Extrait fourni:
━━━━
Dans un récent article des Echos, Patrick Artus, économiste français de renom, s'inquiète du manque de productivité de la zone euro et du fait que, depuis la fin des années 90, la productivité du travail progresse pratiquement deux fois plus vite aux Etats-Unis que dans la zone euro. Et il conclut curieusement "qu'on ne sait pas exactement pourquoi la productivité recule dans la zone euro par rapport aux Etats-Unis."

Il observe cependant que l'investissement des entreprises en nouvelles technologies s'est établi autour de 4% du produit intérieur brut aux Etats-Unis à la fin des années 90 alors qu'il est resté en-dessous de 2% dans la zone euro. Et il indique que c'est "probablement l'absence de diffusion des nouvelles technologies" qui explique le retard de la zone euro.

 

Mais pourquoi n'est-il question que des entreprises ?

 

Je m'étonne que Patrick Artus ait oublié l'autre part de l'économie qui, dans un pays comme la France constitue plus de 50% de la production (56% en 2014) : le secteur public. On peut légitimement penser que les entreprises faisant face à la concurrence et aux contraintes du marché, investissent ce qui leur parait le mieux adapté en termes de nouvelles technologies. Par contre, le secteur public n'est nulle part soumis à la concurrence : quelles forces peuvent l'inciter à investir dans les nouvelles technologies et à augmenter sa productivité ? Il semble que seule une volonté politique affirmée et diffusée à tous les niveaux, notamment celui des collectivités locales, puisse l'inciter à investir dans les nouvelles technologies.
━━━━
Consignes:
A. Recopiez le passage de l'extrait sur la productivité qui va de « Il observe cependant » jusqu'à « des entreprises ? ».
B. D'après l'extrait sur la productivité, quelle part de la production le secteur public représentait-il en France en 2014 ?
Les lignes qui viennent ensuite n'ont aucun lien avec l'extrait.

Liste des données:
━━━━
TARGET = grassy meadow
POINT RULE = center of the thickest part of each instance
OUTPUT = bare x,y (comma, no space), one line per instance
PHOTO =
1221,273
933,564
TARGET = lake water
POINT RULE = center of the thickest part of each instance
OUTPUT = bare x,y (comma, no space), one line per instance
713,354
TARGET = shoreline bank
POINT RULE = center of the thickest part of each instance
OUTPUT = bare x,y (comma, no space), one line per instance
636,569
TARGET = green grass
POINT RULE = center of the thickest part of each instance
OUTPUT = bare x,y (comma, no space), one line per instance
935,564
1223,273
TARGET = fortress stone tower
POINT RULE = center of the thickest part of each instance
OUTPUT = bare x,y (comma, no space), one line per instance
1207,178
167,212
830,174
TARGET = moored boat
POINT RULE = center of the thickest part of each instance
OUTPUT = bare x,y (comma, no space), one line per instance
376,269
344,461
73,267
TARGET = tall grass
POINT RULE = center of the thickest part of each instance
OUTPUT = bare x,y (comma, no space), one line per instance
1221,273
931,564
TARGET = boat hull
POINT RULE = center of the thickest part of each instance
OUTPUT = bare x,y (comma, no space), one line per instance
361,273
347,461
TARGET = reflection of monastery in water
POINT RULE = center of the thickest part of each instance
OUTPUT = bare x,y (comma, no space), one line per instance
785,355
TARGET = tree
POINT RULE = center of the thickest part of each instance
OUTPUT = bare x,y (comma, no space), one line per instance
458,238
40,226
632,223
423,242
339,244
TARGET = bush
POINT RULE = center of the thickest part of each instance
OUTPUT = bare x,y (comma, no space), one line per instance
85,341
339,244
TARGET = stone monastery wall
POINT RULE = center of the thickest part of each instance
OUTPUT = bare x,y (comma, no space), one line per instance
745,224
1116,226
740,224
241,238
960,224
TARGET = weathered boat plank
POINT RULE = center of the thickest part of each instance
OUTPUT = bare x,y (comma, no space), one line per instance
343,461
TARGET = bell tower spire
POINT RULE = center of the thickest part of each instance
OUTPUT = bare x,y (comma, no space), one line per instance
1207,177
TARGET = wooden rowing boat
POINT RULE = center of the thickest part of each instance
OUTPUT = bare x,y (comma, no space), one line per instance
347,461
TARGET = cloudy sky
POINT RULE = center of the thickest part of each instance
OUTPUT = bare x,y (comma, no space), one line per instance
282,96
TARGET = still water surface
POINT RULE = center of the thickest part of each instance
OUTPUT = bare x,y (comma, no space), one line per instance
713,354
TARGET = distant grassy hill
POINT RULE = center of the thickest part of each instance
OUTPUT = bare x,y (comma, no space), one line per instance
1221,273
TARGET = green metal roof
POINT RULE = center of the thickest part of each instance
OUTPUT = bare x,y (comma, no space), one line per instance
━━━━
Réponses rédigées:
A.
Il observe cependant que l'investissement des entreprises en nouvelles technologies s'est établi autour de 4% du produit intérieur brut aux Etats-Unis à la fin des années 90 alors qu'il est resté en-dessous de 2% dans la zone euro. Et il indique que c'est "probablement l'absence de diffusion des nouvelles technologies" qui explique le retard de la zone euro.

 

Mais pourquoi n'est-il question que des entreprises ?

B. Il représentait 56 % de la production.